* [Prompt]: Reproduce all of the data exactly.

* [Input for this task]:
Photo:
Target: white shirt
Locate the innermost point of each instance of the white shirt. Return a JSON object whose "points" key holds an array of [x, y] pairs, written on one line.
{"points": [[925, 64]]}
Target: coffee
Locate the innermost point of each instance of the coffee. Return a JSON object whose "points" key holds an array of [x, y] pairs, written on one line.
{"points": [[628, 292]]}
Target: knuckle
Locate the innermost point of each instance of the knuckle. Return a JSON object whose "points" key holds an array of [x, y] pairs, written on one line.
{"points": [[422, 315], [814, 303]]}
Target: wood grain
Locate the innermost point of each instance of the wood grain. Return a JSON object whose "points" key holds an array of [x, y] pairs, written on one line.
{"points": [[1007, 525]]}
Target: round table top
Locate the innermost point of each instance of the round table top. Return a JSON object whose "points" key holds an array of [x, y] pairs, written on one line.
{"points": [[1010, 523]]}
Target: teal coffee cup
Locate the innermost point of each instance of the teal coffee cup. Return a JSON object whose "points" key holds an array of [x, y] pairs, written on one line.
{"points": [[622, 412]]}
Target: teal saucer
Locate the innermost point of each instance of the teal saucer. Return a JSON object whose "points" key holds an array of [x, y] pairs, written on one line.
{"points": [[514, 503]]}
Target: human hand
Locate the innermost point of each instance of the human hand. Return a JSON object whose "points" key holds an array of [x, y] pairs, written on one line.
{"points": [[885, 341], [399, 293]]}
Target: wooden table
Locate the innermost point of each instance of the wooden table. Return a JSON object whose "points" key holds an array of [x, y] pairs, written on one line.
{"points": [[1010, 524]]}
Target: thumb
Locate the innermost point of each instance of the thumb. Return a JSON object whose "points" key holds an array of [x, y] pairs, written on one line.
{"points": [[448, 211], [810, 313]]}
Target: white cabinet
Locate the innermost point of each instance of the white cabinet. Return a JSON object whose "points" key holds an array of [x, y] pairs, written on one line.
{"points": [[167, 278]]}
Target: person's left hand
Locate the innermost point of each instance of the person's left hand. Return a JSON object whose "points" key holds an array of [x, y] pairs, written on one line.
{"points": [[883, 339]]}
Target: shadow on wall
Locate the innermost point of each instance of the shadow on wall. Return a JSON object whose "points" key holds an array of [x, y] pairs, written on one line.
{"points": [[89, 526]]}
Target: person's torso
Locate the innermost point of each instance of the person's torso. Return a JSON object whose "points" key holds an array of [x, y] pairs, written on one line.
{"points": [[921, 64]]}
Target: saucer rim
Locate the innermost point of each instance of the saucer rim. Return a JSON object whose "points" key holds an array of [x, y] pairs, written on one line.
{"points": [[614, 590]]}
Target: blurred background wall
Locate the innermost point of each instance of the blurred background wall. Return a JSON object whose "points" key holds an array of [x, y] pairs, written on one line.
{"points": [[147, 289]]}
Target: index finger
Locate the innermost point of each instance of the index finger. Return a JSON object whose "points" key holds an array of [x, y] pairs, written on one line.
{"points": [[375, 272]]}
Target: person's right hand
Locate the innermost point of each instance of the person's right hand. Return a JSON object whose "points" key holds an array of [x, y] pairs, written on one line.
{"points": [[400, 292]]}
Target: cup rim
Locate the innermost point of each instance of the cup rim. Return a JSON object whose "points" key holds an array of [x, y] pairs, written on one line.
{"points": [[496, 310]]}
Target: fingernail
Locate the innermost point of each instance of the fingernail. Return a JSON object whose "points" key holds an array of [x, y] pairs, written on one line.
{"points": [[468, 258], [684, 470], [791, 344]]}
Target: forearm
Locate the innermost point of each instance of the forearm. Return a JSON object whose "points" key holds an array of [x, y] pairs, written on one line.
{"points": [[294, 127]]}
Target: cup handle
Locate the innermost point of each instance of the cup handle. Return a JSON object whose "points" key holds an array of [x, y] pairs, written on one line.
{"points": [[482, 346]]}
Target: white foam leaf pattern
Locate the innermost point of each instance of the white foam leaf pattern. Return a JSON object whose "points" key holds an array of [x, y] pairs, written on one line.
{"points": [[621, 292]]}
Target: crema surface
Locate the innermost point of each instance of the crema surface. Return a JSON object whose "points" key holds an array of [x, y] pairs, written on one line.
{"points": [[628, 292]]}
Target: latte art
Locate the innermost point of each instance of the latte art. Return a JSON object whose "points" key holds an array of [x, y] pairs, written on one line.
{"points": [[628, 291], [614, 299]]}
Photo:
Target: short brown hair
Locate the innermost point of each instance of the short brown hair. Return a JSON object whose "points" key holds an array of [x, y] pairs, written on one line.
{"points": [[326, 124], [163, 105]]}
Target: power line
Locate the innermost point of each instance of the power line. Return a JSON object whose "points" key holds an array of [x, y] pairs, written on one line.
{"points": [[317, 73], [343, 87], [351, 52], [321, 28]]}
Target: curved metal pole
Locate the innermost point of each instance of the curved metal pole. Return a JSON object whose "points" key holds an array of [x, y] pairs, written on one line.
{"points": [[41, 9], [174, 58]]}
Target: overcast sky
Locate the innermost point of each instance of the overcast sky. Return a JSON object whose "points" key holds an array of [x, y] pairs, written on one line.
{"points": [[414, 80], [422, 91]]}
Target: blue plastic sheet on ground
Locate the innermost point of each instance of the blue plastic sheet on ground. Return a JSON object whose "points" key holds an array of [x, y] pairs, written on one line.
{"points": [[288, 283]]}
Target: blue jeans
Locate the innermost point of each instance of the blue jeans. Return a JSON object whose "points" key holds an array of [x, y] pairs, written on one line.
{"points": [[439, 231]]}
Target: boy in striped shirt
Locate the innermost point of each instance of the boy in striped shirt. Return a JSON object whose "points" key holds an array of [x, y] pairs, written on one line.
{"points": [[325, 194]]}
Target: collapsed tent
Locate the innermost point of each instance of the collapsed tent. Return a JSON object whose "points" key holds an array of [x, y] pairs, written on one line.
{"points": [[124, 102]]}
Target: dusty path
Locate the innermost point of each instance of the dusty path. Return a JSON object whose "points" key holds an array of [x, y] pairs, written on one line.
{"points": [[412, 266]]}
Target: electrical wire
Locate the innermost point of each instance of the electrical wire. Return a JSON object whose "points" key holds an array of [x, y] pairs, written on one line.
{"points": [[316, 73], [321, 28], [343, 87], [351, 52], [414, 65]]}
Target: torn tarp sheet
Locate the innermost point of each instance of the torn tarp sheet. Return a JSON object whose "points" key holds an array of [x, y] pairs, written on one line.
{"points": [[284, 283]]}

* [Complete answer]:
Photo:
Target: white shirt
Locate the innermost point of each instance of the white shirt. Return a JSON object whose "points" key holds an array of [x, y] pairs, written on one line.
{"points": [[925, 64]]}
Target: coffee
Locate the innermost point of each instance of the coffee. Return a JSON object whose "points" key holds an array of [x, y] pairs, written on one line.
{"points": [[628, 292]]}
Target: knuckle
Locate the innermost point of each instance of the knuckle. Return a JSON object whose "points" key holds an array of [x, y] pairs, written on one line.
{"points": [[422, 315], [814, 303]]}
Target: wood grain
Locate the innermost point of each instance of the wood grain. Return a JSON object whose "points" key holds an array of [x, y] pairs, written on one line.
{"points": [[1007, 525]]}
Target: round table top
Locate the innermost point of each instance of the round table top. Return a JSON object whose "points" key holds an array of [x, y] pairs, written on one line.
{"points": [[1010, 523]]}
Target: teal coffee cup
Locate the innermost point of each instance of the teal coffee cup. Return a JSON object whose "points" key holds an array of [x, y] pairs, written on one line.
{"points": [[622, 412]]}
Target: teal saucer
Locate the innermost point of each instance of the teal saucer. Return a JSON object whose "points" key holds an array of [x, y] pairs, written on one line.
{"points": [[514, 503]]}
Target: human hand
Locate the innermost point of each instance of the human hand. Return a JSON object whose "points" key holds an array of [x, y] pairs, written on one line.
{"points": [[885, 341], [399, 293]]}
Target: wooden table
Locate the innermost point of each instance of the wooden table. Return a JSON object whose "points" key holds an array of [x, y] pairs, written on one line.
{"points": [[1010, 524]]}
Target: thumb
Locate the innermost point of each instance of the thumb. Return a JSON object whose "points" key holds an array of [x, y] pairs, written on one line.
{"points": [[448, 211], [810, 313]]}
Target: white cabinet
Locate the innermost point of each instance of the white cabinet. Return a JSON object whose "points" key holds an array of [x, y] pairs, written on one line.
{"points": [[167, 278]]}
Target: person's left hand
Locate the innermost point of each instance of the person's left hand. Return a JSON object whose "points" key holds an array of [x, y] pairs, written on one line.
{"points": [[883, 339]]}
Target: shadow on wall
Locate the innermost point of each instance of the shadow on wall. Return a JSON object whose "points" key holds an array of [x, y] pairs, written on one line.
{"points": [[89, 526]]}
Target: person's torso
Locate the innermost point of each instance of the person's torso. Return a JSON object whose "points" key holds an array of [x, y] pairs, written on one line.
{"points": [[921, 64]]}
Target: saucer rim
Locate the innermost point of each instance of the saucer rim. Return a JSON object whose "points" key holds an array of [x, y] pairs, written on one line.
{"points": [[614, 590]]}
Target: blurred background wall
Locate the innermost point of each instance of the blurred background wall. Return a JSON object whose "points" key holds an array of [x, y] pairs, written on one line.
{"points": [[147, 289]]}
Target: index finger
Locate the innermost point of each instance of the index finger. Return a JSON object whose "points" key holds an array of [x, y] pairs, written on one line.
{"points": [[375, 272]]}
Target: person's right hand
Locate the innermost point of each instance of the person's right hand. Return a JSON object whose "points" key holds an array of [x, y] pairs, written on one line.
{"points": [[400, 292]]}
Target: cup rim
Locate the innermost point of each instance of the cup rim. Return a JSON object whose "points" key holds an array of [x, y] pairs, written on one line.
{"points": [[496, 310]]}
Target: fingernail
Locate the innermost point of each instance of the fingernail. Return a JSON object whose "points" key holds an array of [x, y] pairs, written on one line.
{"points": [[468, 258], [684, 470], [791, 344]]}
Target: forearm
Locate the innermost point of each instance of the forearm. Return a JSON object whose "points" key holds an array of [x, y] pairs, written on one line.
{"points": [[294, 127]]}
Target: cup handle
Locate the innermost point of each instance of the cup handle. Return a JSON object whose "points" key holds an array of [x, y] pairs, written on one line.
{"points": [[482, 346]]}
Target: white foam leaf pattern
Locate the innermost point of each instance of the white foam leaf pattern. Return a JSON object whose "points" key holds an array of [x, y] pairs, written on one line.
{"points": [[621, 292]]}
Target: crema surface
Locate the innermost point of each instance of the crema surface. Return a JSON object whose "points" key holds an array of [x, y] pairs, written on one line.
{"points": [[628, 292]]}
Target: latte art
Locate the innermost point of each instance of the latte art. Return a JSON object whose "points" key holds an array of [x, y] pairs, written on one line.
{"points": [[628, 291], [614, 299]]}
Photo:
Target: short brown hair
Locate the innermost point of each instance of the short brown hair. Return a JSON object whose "points" key holds an array of [x, y] pairs, written on one line.
{"points": [[326, 124], [163, 105]]}
Target: power line
Locate the innermost point of each instance of the power line. Return a JSON object whose "points" key holds an array of [x, y] pairs, written on one line.
{"points": [[317, 73], [343, 87], [351, 52], [321, 28]]}
Target: curved metal pole
Locate the innermost point of each instance of the curved metal pole. Return a JSON object whose "points" key holds an array of [x, y] pairs, written on one line.
{"points": [[41, 9], [174, 58]]}
Target: overcast sky
Locate the innermost point of each instance of the overcast sky. Return a JSON object whose "points" key holds an array of [x, y] pairs, written on one line.
{"points": [[414, 80], [422, 91]]}
Target: blue plastic sheet on ground
Locate the innermost point of each instance of the blue plastic sheet on ground. Return a JSON object whose "points" key holds an array of [x, y] pairs, written on one line.
{"points": [[288, 283]]}
Target: blue jeans
Locate the innermost point of each instance of the blue jeans. Return a JSON object whose "points" key holds an array of [x, y] pairs, written on one line.
{"points": [[439, 231]]}
Target: boy in striped shirt
Locate the innermost point of each instance of the boy in striped shirt. Return a JSON object whose "points" key holds an array of [x, y] pairs, written on one line.
{"points": [[325, 194]]}
Target: collapsed tent
Locate the innermost point of each instance of the collapsed tent. Return a JSON object whose "points" key holds an array of [x, y] pairs, written on one line.
{"points": [[124, 102]]}
Target: dusty path
Locate the innermost point of each instance of the dusty path. Return a JSON object whose "points" key holds an array of [x, y] pairs, written on one line.
{"points": [[412, 266]]}
Target: electrical wire
Locate the innermost point of each instance of the electrical wire. Return a JSON object whose "points" key holds an array of [x, y] pairs, written on one line.
{"points": [[316, 73], [321, 28], [343, 87], [351, 52], [414, 65]]}
Target: torn tarp sheet
Locate the innermost point of each instance of the torn tarp sheet. Return a JSON object whose "points" key holds an array of [x, y] pairs, written on one line.
{"points": [[284, 283]]}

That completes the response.